Stated problem | Lay out every line of the items below as a Markdown table with the columns Row and Line, numbering the rows and skipping blank lines. Leave the pictures out.

Data for this task |
────────

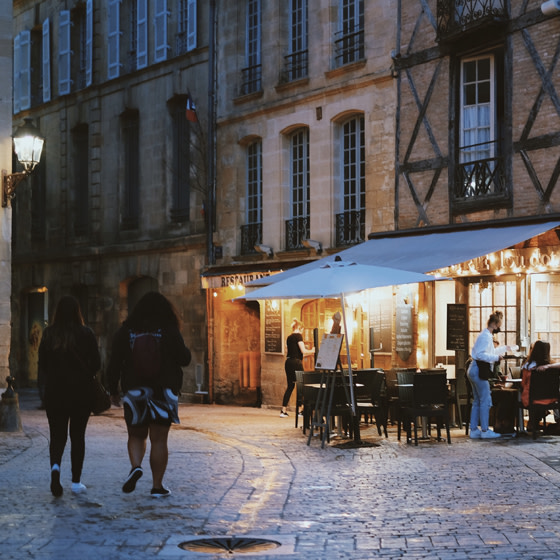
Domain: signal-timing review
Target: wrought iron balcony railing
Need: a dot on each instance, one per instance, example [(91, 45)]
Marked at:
[(251, 235), (251, 78), (295, 66), (457, 16), (297, 229), (349, 46), (480, 179), (350, 228)]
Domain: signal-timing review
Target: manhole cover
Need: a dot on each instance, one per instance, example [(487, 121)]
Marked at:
[(229, 544)]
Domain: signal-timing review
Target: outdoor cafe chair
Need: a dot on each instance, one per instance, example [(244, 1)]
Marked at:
[(306, 396), (371, 400), (544, 395), (430, 399)]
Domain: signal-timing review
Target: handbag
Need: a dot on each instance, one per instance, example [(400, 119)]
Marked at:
[(484, 370), (101, 400)]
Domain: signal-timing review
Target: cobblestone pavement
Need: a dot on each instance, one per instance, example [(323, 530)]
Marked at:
[(245, 472)]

────────

Complete response |
| Row | Line |
|---|---|
| 1 | Domain: signal-timing review |
| 2 | Target: wrought iron balcony railing |
| 3 | Need: a dot on each instance, one per instance, example [(91, 45)] |
| 4 | Marked at: |
| 5 | [(251, 235), (251, 78), (295, 66), (457, 16), (297, 229), (349, 46), (480, 179), (350, 228)] |
| 6 | Domain: signal-timing review |
| 7 | Target: manhole cover |
| 8 | Need: a dot on each instance, one per instance, example [(487, 121)] |
| 9 | Marked at: |
| 10 | [(229, 544)] |
| 11 | Domain: signal-timing review |
| 12 | Target: outdoor cafe chair |
| 13 | Need: a dot on each instance, one per instance, example [(244, 1)] |
| 14 | Marked at: |
| 15 | [(306, 396), (371, 400), (544, 395), (430, 399)] |
| 16 | Domain: signal-timing review |
| 17 | Target: handbag |
| 18 | Need: a dot on each instance, one per instance, example [(400, 119)] |
| 19 | Marked at: |
| 20 | [(484, 370), (101, 400)] |
| 21 | Domain: signal-timing review |
| 22 | Target: cobblestone pavement |
| 23 | Need: a dot on each instance, one per instance, example [(323, 530)] |
| 24 | Marked at: |
| 25 | [(245, 472)] |